→ **Required task**
Put every line of the records below, from the line containing "of the deck." down through the end of the records, into a JSON list of strings with one string per line, leaving out blank lines.

Excerpts of pointing data
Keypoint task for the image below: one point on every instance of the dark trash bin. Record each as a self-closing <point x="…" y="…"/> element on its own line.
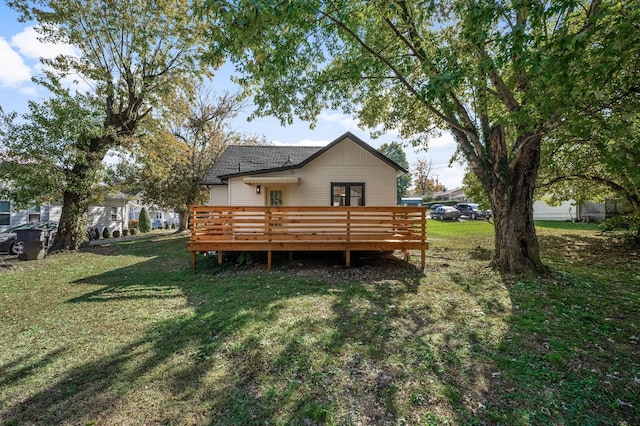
<point x="35" y="243"/>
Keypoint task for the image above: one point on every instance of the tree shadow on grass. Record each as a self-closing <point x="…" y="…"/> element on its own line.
<point x="319" y="344"/>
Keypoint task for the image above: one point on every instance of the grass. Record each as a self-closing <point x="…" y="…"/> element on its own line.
<point x="127" y="334"/>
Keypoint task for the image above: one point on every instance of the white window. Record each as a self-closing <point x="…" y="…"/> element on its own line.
<point x="347" y="194"/>
<point x="34" y="214"/>
<point x="5" y="213"/>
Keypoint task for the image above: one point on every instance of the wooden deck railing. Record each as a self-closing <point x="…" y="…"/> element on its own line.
<point x="223" y="228"/>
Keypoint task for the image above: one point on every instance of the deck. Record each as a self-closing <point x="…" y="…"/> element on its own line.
<point x="291" y="229"/>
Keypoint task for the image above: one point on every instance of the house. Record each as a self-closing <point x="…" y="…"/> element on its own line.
<point x="340" y="197"/>
<point x="569" y="211"/>
<point x="159" y="217"/>
<point x="112" y="213"/>
<point x="347" y="172"/>
<point x="456" y="194"/>
<point x="10" y="216"/>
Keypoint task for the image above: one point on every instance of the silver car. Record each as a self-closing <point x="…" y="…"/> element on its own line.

→ **Result of the exercise**
[
  "Keypoint task for the image above: one point on every instance of the deck. Record each as a self-closing <point x=\"…\" y=\"…\"/> element on its own line.",
  "<point x=\"291\" y=\"229\"/>",
  "Keypoint task for the image above: one point on every instance of the house. Record each as a self-closing <point x=\"…\" y=\"…\"/> element on its own line.",
  "<point x=\"340\" y=\"197\"/>",
  "<point x=\"569\" y=\"211\"/>",
  "<point x=\"159\" y=\"217\"/>",
  "<point x=\"112\" y=\"213\"/>",
  "<point x=\"347\" y=\"172\"/>",
  "<point x=\"456\" y=\"194\"/>",
  "<point x=\"10\" y=\"216\"/>",
  "Keypoint task for the image above: one point on every instance of the silver car. Record each as a self-closing <point x=\"…\" y=\"…\"/> element on its own line."
]